### SHORT PROBLEM
Find each line in the rows below that contains the string "spec", treating uppercase and lowercase as distinct, and copy those lines in full.

++++++

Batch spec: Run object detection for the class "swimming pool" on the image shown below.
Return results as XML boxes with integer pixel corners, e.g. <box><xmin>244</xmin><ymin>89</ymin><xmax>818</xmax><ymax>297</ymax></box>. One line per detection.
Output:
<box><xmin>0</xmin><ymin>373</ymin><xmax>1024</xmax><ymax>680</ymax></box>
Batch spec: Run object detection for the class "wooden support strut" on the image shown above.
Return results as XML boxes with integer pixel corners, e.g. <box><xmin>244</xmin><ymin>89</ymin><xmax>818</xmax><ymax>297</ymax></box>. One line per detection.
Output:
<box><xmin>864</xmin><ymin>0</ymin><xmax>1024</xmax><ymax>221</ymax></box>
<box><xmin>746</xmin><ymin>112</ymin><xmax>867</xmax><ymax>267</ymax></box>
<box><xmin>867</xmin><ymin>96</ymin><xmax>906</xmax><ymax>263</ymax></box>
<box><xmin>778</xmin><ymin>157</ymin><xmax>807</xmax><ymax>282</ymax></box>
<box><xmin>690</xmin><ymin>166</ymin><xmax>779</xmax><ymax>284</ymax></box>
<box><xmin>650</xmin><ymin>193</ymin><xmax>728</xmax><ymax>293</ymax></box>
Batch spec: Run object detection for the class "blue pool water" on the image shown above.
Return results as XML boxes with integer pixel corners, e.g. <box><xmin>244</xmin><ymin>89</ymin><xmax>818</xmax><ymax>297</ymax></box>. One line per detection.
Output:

++++++

### CORRECT RESULT
Batch spec: Run object detection for the class "swimming pool" on the image shown below.
Batch spec: Run object detection for the class "wooden support strut" on the image shown above.
Batch spec: Run object detection for the class "blue pool water" on the image shown above.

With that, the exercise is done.